- Goal
Lay out the lines of the data below as a Markdown table with the columns "Row" and "Line", giving each line its row number and leaving out blank lines. Leave the pictures out of your answer.

++++ Provided material ++++

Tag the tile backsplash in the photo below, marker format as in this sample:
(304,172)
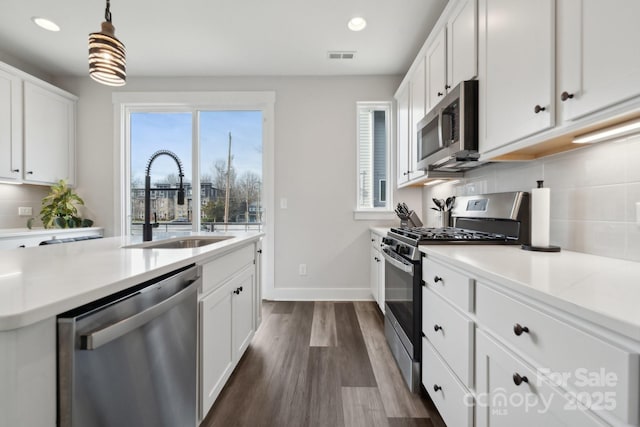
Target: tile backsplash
(14,196)
(595,195)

++++

- Final result
| Row | Line |
|---|---|
| 1 | Tag the tile backsplash in the photo below, marker format as in this sample: |
| 2 | (304,172) |
| 3 | Target: tile backsplash |
| 4 | (14,196) |
| 5 | (595,195) |